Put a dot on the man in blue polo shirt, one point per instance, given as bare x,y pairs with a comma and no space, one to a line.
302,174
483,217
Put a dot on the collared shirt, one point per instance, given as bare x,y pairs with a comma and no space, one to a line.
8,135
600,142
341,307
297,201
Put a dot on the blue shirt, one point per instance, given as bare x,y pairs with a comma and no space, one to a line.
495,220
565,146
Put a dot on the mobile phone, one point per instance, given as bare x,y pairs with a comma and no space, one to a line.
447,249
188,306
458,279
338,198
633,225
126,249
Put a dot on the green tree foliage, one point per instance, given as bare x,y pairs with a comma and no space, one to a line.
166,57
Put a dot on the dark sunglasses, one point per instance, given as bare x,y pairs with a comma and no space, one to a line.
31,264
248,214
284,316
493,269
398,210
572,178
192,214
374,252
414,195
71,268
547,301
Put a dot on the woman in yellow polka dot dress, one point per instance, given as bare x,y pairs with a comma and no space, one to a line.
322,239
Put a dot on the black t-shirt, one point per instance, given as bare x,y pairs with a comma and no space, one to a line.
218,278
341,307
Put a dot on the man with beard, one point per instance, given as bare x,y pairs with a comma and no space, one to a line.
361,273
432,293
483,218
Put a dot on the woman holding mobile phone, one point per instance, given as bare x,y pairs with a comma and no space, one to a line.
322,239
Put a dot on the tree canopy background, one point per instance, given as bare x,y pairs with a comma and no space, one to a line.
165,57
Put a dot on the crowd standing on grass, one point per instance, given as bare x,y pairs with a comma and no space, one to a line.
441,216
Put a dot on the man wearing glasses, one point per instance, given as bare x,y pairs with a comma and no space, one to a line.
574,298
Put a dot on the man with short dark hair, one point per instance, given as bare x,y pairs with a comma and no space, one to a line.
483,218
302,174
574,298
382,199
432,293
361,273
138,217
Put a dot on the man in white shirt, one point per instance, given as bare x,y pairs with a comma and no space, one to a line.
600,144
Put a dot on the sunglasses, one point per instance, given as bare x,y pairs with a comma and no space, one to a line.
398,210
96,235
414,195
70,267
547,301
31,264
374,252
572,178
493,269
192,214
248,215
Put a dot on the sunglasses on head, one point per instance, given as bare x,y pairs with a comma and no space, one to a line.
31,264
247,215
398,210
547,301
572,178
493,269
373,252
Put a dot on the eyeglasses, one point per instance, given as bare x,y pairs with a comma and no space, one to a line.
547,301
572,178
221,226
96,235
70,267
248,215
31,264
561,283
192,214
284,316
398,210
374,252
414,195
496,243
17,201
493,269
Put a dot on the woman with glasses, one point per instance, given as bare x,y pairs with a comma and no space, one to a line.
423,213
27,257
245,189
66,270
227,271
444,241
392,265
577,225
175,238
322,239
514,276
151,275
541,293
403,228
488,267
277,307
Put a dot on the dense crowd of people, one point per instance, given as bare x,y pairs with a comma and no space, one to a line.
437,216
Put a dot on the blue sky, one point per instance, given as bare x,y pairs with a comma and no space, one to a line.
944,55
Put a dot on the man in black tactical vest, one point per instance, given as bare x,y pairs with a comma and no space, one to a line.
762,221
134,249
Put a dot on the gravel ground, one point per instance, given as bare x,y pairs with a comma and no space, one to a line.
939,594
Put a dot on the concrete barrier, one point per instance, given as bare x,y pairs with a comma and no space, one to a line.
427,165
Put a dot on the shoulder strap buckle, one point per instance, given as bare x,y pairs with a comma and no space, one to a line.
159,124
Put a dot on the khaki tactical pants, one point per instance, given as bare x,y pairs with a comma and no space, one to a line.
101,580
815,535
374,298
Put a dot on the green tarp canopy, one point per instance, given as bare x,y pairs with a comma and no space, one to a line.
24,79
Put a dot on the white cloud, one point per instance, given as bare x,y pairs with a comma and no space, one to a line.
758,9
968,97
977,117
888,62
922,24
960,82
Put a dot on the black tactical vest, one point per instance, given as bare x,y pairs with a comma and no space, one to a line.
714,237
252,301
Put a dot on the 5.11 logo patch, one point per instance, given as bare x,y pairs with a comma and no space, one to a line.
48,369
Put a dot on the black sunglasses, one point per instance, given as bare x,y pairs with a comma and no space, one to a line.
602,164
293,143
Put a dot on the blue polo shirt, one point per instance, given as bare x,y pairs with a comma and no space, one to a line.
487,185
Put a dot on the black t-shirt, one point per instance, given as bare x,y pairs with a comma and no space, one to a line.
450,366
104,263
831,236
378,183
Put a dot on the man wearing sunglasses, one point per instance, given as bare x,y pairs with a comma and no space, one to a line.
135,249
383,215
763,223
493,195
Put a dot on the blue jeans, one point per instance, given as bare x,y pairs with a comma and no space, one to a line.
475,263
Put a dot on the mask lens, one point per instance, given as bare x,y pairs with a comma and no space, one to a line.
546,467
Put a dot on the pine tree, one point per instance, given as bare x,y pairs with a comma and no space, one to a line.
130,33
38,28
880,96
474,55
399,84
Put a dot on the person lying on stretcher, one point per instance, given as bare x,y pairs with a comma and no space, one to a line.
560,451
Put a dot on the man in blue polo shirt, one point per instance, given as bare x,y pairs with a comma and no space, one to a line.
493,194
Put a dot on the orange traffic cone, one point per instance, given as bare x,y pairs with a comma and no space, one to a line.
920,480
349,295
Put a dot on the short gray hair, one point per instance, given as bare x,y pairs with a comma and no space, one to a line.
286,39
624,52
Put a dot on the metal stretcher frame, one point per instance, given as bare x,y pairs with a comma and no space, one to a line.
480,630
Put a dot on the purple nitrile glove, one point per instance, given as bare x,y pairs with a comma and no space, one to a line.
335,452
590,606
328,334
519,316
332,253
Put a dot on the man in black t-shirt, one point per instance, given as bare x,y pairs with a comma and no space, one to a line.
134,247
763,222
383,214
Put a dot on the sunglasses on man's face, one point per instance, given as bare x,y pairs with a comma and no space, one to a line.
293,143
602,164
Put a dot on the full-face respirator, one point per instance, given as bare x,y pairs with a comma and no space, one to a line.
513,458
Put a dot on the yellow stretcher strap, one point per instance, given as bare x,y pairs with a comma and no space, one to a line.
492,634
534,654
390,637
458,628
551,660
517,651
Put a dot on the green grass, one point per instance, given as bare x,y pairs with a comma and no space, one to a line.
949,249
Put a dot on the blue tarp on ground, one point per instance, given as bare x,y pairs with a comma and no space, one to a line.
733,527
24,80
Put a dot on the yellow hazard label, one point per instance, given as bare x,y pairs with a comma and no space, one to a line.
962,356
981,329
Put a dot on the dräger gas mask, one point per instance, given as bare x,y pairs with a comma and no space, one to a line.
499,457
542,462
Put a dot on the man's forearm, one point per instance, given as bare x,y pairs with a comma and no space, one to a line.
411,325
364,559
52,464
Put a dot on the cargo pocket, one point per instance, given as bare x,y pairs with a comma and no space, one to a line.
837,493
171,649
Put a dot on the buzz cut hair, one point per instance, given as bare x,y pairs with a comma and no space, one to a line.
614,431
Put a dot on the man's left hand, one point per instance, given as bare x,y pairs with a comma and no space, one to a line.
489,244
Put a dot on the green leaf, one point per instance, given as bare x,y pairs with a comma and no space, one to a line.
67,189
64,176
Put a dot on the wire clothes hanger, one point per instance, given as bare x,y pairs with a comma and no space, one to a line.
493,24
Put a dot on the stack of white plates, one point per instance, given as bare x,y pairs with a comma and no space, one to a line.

***

» Instruction
Render all of the data above as a numbered list, one entry per line, with blank lines left out.

» Written solution
1. Put a dot on the man in blue polo shirt, one point per instance, given as bare x,y pairs with a comma and no space, one to a line.
2. 302,174
3. 483,217
4. Put a dot on the collared shirt, one point per instance, given as bare x,y pairs with a comma and no space, one to a line.
5. 8,135
6. 600,142
7. 341,307
8. 297,201
9. Put a dot on the blue shirt, one point per instance, given as bare x,y pairs with a comma and no space, one to a line.
10. 495,220
11. 565,146
12. Put a dot on the mobile phone, one point per instance, given as bare x,y pairs with a comma and no space, one to a line.
13. 447,249
14. 188,306
15. 458,279
16. 338,198
17. 633,225
18. 126,249
19. Put a dot on the green tree foliage, one point per instance, given as bare x,y pairs with a comma and no space, one to a line.
20. 166,57
21. Put a dot on the dark sunglasses, one point per instance, given as bare x,y pairs with a comma and no space, one to a line.
22. 31,264
23. 248,214
24. 284,316
25. 493,269
26. 398,210
27. 572,178
28. 192,214
29. 374,252
30. 414,195
31. 71,268
32. 547,301
33. Put a dot on the woman in yellow polka dot dress, one point per instance, given as bare x,y pairs with a comma and no space, one to a line.
34. 322,239
35. Put a dot on the black t-shirt, one point per instance, given as bare x,y pairs with a comma and no space, one to a line.
36. 218,278
37. 341,307
38. Put a dot on the man with beard, one point per instance, given as bare x,y pairs with a comma and no space, one to a line.
39. 361,273
40. 432,293
41. 483,218
42. Put a dot on the woman holding mobile phone, one point per instance, given as bare x,y pairs with a comma and no space, one to a line.
43. 322,239
44. Put a dot on the tree canopy background, one point per instance, given as bare x,y pairs with a comma and no space, one to a line.
45. 165,57
46. Put a dot on the crowd standing on grass, one point per instance, given as bare x,y pairs with a comma and no space, one to a line.
47. 441,216
48. Put a dot on the man wearing glasses, one point per instance, given as bare x,y pairs with a comma and no space, one to a line.
49. 574,298
50. Put a dot on the man with short dark hair, one point per instance, given as bare x,y pairs with a comma and no space, one to a line.
51. 483,218
52. 302,174
53. 574,298
54. 382,199
55. 432,293
56. 361,273
57. 138,217
58. Put a dot on the man in white shirt, one point per instance, given as bare x,y pairs with a comma and no space, one to a line.
59. 600,144
60. Put a dot on the sunglasses, one point per instance, given as bare x,y pairs with a comma and no space, one to a line.
61. 398,210
62. 96,235
63. 414,195
64. 70,267
65. 547,301
66. 31,264
67. 374,252
68. 572,178
69. 493,269
70. 192,214
71. 248,215
72. Put a dot on the sunglasses on head, one point per instance, given as bare x,y pairs with a comma and no space, one to a line.
73. 31,264
74. 247,215
75. 398,210
76. 547,301
77. 572,178
78. 493,269
79. 373,252
80. Put a dot on the eyeglasses, one point per instance, given as bare x,y pairs with a comma and no space, one to a line.
81. 547,301
82. 572,178
83. 221,226
84. 96,235
85. 70,267
86. 248,215
87. 31,264
88. 561,283
89. 192,214
90. 284,316
91. 398,210
92. 374,252
93. 414,195
94. 496,243
95. 17,201
96. 493,269
97. Put a dot on the woman with glasses, one point per instance, given as bare x,y pairs with a comma and no space, one to a line.
98. 423,213
99. 27,257
100. 245,189
101. 66,270
102. 227,271
103. 444,241
104. 392,265
105. 577,225
106. 175,238
107. 322,239
108. 514,276
109. 151,275
110. 541,293
111. 403,228
112. 488,267
113. 277,307
114. Put a dot on the dense crowd of people, one point per instance, given as bare x,y pairs with a comma and no space, one to a line.
115. 437,216
116. Put a dot on the blue sky, one point per instance, given as bare x,y pairs with a comma and no space, one to a line.
117. 944,55
118. Put a dot on the man in black tactical vest, one point per instance, given as bare x,y pairs with a comma and no space, one to a line.
119. 762,221
120. 134,249
121. Put a dot on the gravel ground, one point per instance, given as bare x,y pairs with a comma and no space, one to a line.
122. 939,594
123. Put a dot on the concrete barrier, one point per instance, given as bare x,y pairs with a comma and no space, one to a line.
124. 427,165
125. Put a dot on the shoulder strap buckle, one point per instance, given as bare x,y pairs with a comma and no space, one to a line.
126. 159,124
127. Put a dot on the khaki tactical pants, one point per instance, given as bare x,y pairs with a comma and no space, one to a line.
128. 101,580
129. 815,535
130. 374,298
131. Put a dot on the green tarp canopy, one point per instance, given as bare x,y pairs with a comma and no space, one to a line.
132. 24,79
133. Put a dot on the white cloud, one point per instance, given as bare x,y pairs with a comma and no space, one to a line.
134. 758,9
135. 968,97
136. 977,117
137. 888,62
138. 922,24
139. 960,82
140. Put a dot on the black tactical vest, one point per instance, given as bare x,y pairs with a comma and no space, one to a line.
141. 714,237
142. 252,301
143. Put a dot on the 5.11 logo patch, one point per instance, given as bare x,y pairs with a comma and no space, one to a line.
144. 48,369
145. Put a dot on the black sunglasses, one point per instance, given as bare x,y pairs with a comma and no space, one to a line.
146. 602,164
147. 293,143
148. Put a dot on the blue polo shirt, one point per instance, given as bare x,y pairs with a comma and no space, one to a line.
149. 487,185
150. Put a dot on the black t-shirt, one point per instance, given as bare x,y pairs with a comma and no space, one to a line.
151. 450,366
152. 104,263
153. 831,236
154. 378,183
155. Put a dot on the man wearing sunglasses, one point per instance, given as bare x,y pairs with a comma and no space, one to a line.
156. 135,249
157. 383,215
158. 763,223
159. 493,195
160. Put a dot on the blue jeans, one point per instance, given as bare x,y pairs with a comma and no space, one to a line.
161. 475,263
162. Put a dot on the mask lens, one point per instance, given as bare x,y pairs with a comma and no space, one to a line.
163. 546,467
164. Put a dot on the pine tree, one point per instance, given as bare x,y pairs with a comma and no space, one to a line.
165. 130,33
166. 38,28
167. 880,96
168. 474,55
169. 399,84
170. Put a dot on the person lying on stretcher, one point per instance, given as bare x,y pairs with a comma and no space, one to a line.
171. 560,451
172. Put a dot on the man in blue polo shirt, one point per instance, given as bare x,y pairs with a comma and no space, one to a line.
173. 493,194
174. Put a dot on the orange traffic cone, one point per instance, given as bare x,y pairs with a comma and no space, one to a line.
175. 920,480
176. 349,295
177. Put a dot on the short gray hair, one point per instance, given as bare x,y pairs with a comma and no space, one to a line.
178. 286,39
179. 624,52
180. Put a dot on the metal stretcher frame, one point per instance, given as bare x,y pairs with a comma and no space, one to a line.
181. 480,630
182. Put a dot on the purple nitrile glove, one point per instance, given as bare x,y pairs with a comma and no space, one to a line.
183. 335,452
184. 590,606
185. 328,334
186. 519,316
187. 332,253
188. Put a dot on the man in black t-shirt, one point per instance, given as bare x,y pairs with a comma and no space, one to a line.
189. 134,247
190. 763,222
191. 383,214
192. Put a dot on the sunglasses on man's face, one point per instance, given as bare x,y pairs with a comma and no space, one to a line.
193. 293,143
194. 602,164
195. Put a dot on the full-face respirator, one point per instance, given as bare x,y pairs with a comma and no space, one to a line.
196. 513,458
197. Put a dot on the yellow stretcher strap, one point per instance, given as bare x,y pairs with a comma and no space, one to a line.
198. 492,634
199. 534,654
200. 390,637
201. 458,628
202. 551,660
203. 517,651
204. Put a dot on the green grass, one point per instance, given as bare x,y pairs with a comma and no space, one to a line.
205. 949,249
206. Put a dot on the blue tarp on ground, one point per instance, given as bare x,y pairs with a comma and no space, one to a line.
207. 733,527
208. 24,80
209. Put a dot on the yellow hazard label, one point per instance, given as bare x,y pairs with a comma and no space, one to a line.
210. 962,356
211. 981,329
212. Put a dot on the dräger gas mask, one point per instance, given as bare x,y pairs with a comma and no space, one to a line.
213. 499,457
214. 542,462
215. Put a dot on the man's forearm, one point per instance, given as bare x,y pairs with a comma and no space, one to a line.
216. 411,325
217. 364,559
218. 52,464
219. Put a dot on the cargo pocket, one point per instance, given as bare x,y pairs with a comma and no space, one to a line.
220. 837,493
221. 171,649
222. Put a dot on the buzz cut hair, one point per instance, given as bare x,y pairs with a comma and no space, one to a line.
223. 614,431
224. Put a dot on the man's left hand, one point per instance, given as bare x,y pairs with a comma and no space, one to a line.
225. 489,244
226. Put a dot on the green leaf, one point per instance, given as bare x,y pairs with a comma and no space, one to a line.
227. 67,189
228. 64,176
229. Put a dot on the wire clothes hanger, one point per instance, given as bare x,y pairs with a comma and no space, one to a line.
230. 493,24
231. Put a dot on the stack of white plates, one point per instance, given as bare x,y pairs with a comma and no space, one to a line.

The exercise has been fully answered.